**Your goal**
Start your answer with the line containing "# point at: green grass (one per instance)" and end it with the last line of the records below, retyping every line between exactly and adding nothing.

**Task inputs**
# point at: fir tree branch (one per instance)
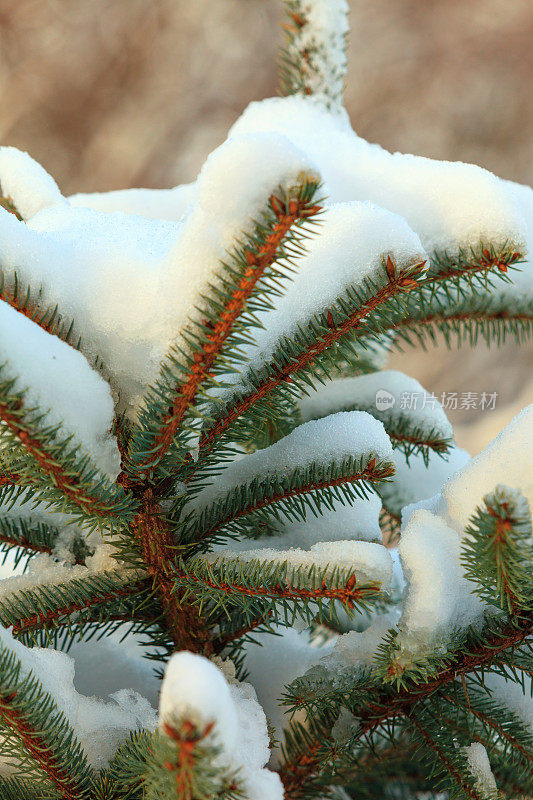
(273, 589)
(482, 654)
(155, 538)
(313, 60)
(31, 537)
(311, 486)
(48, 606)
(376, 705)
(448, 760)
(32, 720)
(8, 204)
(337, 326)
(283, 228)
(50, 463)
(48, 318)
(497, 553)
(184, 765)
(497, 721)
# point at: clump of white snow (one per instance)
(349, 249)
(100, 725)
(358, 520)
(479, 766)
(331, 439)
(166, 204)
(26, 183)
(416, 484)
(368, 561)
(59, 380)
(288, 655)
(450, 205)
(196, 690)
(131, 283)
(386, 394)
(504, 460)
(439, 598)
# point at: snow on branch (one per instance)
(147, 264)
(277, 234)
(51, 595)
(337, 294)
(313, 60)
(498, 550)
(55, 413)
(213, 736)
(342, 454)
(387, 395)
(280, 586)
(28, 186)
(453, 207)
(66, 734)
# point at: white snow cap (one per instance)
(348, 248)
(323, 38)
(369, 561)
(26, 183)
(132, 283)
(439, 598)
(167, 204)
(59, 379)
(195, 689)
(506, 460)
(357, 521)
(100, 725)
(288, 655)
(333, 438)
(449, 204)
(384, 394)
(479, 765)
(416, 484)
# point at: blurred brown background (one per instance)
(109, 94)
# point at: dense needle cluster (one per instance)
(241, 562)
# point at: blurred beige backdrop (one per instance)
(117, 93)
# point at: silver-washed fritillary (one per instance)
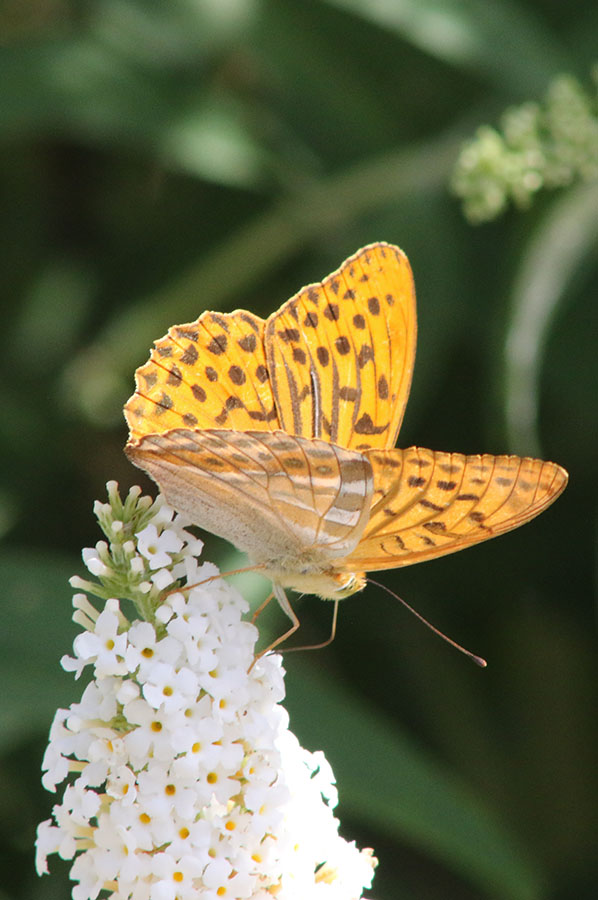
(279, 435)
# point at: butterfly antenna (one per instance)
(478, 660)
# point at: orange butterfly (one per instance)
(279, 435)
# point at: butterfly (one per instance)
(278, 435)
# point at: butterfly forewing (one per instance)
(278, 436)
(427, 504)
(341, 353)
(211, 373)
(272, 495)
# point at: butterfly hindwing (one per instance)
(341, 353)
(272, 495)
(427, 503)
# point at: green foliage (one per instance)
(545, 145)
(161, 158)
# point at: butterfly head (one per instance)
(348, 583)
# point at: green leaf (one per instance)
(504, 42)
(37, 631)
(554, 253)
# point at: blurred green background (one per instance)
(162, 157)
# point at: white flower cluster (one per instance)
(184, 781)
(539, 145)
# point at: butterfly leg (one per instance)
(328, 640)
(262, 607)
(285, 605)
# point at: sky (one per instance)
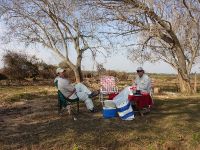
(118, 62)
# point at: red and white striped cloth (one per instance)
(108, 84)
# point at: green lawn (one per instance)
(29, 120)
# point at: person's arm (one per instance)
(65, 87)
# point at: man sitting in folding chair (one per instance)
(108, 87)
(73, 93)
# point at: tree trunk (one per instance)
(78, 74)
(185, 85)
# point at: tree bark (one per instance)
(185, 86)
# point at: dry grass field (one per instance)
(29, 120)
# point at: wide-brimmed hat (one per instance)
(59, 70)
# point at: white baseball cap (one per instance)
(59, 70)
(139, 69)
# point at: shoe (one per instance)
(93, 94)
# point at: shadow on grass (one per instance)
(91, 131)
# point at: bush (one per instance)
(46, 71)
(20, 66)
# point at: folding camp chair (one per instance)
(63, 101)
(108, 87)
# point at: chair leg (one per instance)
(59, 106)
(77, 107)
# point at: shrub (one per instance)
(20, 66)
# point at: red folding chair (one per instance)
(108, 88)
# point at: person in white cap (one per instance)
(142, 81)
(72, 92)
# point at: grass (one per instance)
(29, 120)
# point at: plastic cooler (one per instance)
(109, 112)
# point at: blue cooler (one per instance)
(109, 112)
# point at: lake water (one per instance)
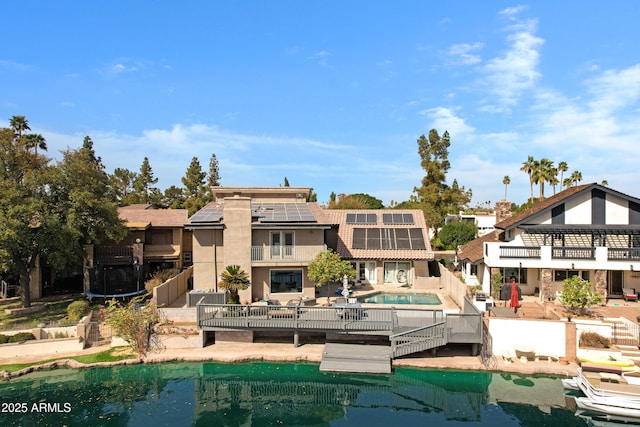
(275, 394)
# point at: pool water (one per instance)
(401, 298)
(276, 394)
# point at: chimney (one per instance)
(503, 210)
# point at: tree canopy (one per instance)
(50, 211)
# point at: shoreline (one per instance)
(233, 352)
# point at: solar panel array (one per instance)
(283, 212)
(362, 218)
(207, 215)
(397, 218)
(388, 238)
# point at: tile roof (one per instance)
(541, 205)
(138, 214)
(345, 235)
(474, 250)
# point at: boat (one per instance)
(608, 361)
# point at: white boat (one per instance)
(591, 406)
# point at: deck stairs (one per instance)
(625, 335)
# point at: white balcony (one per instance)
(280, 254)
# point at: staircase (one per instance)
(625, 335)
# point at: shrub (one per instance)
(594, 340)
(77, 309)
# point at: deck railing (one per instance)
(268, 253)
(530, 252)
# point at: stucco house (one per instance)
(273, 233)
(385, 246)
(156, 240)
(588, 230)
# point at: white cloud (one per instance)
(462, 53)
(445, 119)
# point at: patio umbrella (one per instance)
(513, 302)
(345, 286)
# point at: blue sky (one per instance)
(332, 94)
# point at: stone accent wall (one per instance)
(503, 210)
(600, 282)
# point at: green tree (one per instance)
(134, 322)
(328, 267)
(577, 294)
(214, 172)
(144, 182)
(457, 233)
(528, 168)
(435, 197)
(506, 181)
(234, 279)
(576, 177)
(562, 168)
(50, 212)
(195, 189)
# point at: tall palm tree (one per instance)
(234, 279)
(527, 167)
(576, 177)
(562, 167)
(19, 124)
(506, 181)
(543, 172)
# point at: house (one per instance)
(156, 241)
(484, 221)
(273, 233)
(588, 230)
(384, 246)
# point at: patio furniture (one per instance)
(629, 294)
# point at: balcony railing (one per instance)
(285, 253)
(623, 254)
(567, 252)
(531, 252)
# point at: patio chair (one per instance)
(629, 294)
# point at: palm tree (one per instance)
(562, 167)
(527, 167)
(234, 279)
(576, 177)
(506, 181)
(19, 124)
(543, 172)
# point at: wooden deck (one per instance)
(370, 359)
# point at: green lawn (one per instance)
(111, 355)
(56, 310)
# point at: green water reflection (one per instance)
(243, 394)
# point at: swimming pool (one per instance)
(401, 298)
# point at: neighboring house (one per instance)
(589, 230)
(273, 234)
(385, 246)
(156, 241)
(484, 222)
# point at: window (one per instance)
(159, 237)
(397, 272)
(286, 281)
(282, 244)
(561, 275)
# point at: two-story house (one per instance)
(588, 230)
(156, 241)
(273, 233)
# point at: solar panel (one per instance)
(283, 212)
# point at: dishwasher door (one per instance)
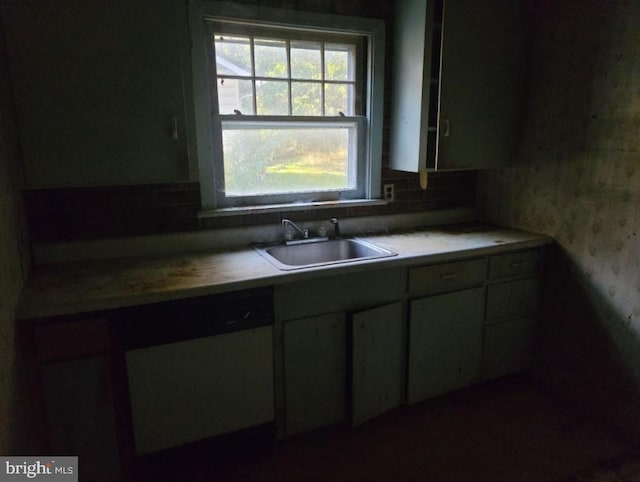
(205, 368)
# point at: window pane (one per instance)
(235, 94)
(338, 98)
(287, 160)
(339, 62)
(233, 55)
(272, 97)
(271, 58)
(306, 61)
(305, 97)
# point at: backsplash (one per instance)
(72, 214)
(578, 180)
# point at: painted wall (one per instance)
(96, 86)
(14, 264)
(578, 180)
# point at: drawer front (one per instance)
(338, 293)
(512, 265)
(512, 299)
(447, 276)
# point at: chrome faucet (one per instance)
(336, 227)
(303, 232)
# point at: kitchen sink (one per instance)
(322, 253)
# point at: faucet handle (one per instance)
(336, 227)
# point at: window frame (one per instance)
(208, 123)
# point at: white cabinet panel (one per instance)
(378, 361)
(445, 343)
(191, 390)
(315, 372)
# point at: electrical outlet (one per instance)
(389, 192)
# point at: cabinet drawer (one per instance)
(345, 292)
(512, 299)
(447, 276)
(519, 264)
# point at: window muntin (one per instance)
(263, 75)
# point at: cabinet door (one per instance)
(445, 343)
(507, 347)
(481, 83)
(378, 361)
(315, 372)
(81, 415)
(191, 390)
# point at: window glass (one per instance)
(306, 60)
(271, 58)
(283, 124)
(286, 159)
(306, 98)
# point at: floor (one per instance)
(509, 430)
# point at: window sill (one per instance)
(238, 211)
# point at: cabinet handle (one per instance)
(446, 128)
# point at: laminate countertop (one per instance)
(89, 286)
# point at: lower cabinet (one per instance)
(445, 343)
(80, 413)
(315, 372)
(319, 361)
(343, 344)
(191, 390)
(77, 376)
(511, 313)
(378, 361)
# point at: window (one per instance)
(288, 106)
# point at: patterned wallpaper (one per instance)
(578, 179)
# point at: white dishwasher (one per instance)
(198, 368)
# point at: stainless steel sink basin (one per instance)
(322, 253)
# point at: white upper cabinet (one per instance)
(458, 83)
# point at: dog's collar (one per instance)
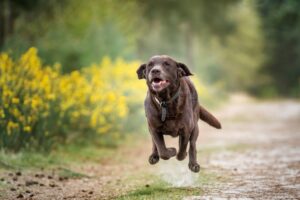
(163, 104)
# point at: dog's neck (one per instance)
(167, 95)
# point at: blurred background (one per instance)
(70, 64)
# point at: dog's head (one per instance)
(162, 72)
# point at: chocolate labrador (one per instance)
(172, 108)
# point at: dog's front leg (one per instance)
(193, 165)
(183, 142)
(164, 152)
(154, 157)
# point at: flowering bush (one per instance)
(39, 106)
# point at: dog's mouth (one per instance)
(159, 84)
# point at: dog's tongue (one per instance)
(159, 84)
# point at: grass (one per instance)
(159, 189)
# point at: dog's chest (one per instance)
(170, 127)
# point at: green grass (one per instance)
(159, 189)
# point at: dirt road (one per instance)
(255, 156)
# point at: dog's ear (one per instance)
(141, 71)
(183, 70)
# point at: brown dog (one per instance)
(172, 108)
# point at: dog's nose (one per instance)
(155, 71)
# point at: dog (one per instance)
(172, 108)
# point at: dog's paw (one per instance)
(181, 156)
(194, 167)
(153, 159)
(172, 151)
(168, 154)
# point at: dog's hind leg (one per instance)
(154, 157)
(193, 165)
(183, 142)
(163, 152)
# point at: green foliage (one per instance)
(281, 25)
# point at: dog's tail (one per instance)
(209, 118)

**Output for this exercise**
# point at: green grass (one per instance)
(159, 189)
# point at: dirt road (one per instance)
(255, 156)
# point at: dog's ear (one per instance)
(141, 71)
(183, 70)
# point at: brown dog (one per instance)
(172, 108)
# point at: dog's nose (one per instance)
(155, 71)
# point at: dog (one per instance)
(172, 108)
# point at: dog's paw (one per instance)
(181, 156)
(194, 167)
(153, 159)
(172, 151)
(168, 154)
# point at: dog's hind leg (one per instance)
(154, 157)
(193, 165)
(183, 142)
(163, 152)
# point at: green foliage (one per instance)
(281, 25)
# point at: dog's tail (one per instance)
(209, 118)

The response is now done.